- Country: USA
- Genre(s): Science fiction

Publication
- Published in: Galaxy Science Fiction
- Publication type: Periodical
- Media type: Print
- Publication date: June 1966

= When I Was Miss Dow =

"When I Was Miss Dow" is a short story by the American writer Sonya Dorman. It was first published in Galaxy Science Fiction in June 1966. In the story, a being on a planet colonized by people from Earth is reformed as a female human, and has a relationship with a colonist which is more intense that expected.

==Background==
Sonya Dorman was a breeder of akitas, which may relate to the element in the story about dog breeding.

==Story summary==
The story is written in the present tense. The narrator is one of the indigenous people of a planet recently colonized by humans from Earth; they have one sex, one brain lobe, and they can change their form. The Warden and the narrator's uncle ("by the Warden's fourth conjunction"), believing they should get on with the colonists, and that the narrator should bring back credits and sulfas, advise him/her to change form. After "four days in the tank absorbing the female Terran pattern", and with a second brain lobe, he/she becomes Martha Dow, a botanist, and assistant to Dr. Arnold Proctor, the colony's head biologist.

He is studying kootas, dogs of this planet bred for racing. Some have a genetic defect which makes them become lame. The narrator's koota is X-rayed by Proctor, and he finds evidence of the defect. Proctor, seeming to take advantage of Martha's anxiety about the dog, starts to seduce her, and they begin a relationship. He assumes the narrator is a Terran; she realizes that the Warden registered her with the colony as such.

The Warden is angry about the narrator's liaison with only one man. "You were supposed to start with the Doctor, and go on from there." The Warden and the narrator's uncle are addicted to sulfadiazole and expected her to bring back credits additional to her pay. She finds that friends who have borrowed female patterns have not received a second brain lobe; she was given it, says the Warden, to make her more efficient.

The narrator enjoys being Martha. The Doctor dies suddenly one day, while the narrator is with him. She brings the body home and asks the Warden to put him in one of the cell banks; but he says a Terran cannot be recreated, so she returns him to his quarters, taking home a memento, Proctor's wooden carving of a murger bird. The Warden thinks it might be too late to return the narrator to his/her own pattern, but he/she is able to revert.

==Reception==
"When I Was Miss Dow" made first ballot for the Nebula Award for Best Short Story, and was included in Nebula Award Stories Two, published in 1967. Over the following years it was translated into German, French, Spanish and Dutch. In 1995 it was nominated for a retrospective James Tiptree Jr. Award.

Given data

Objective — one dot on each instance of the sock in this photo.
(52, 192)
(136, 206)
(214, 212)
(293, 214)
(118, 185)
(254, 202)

What is needed
From the article about "When I Was Miss Dow," reproduce the passage beginning at the words "The Warden is" and ending after the words "her more efficient.". The lines above come from a different source than the article about "When I Was Miss Dow."

Response to this task
The Warden is angry about the narrator's liaison with only one man. "You were supposed to start with the Doctor, and go on from there." The Warden and the narrator's uncle are addicted to sulfadiazole and expected her to bring back credits additional to her pay. She finds that friends who have borrowed female patterns have not received a second brain lobe; she was given it, says the Warden, to make her more efficient.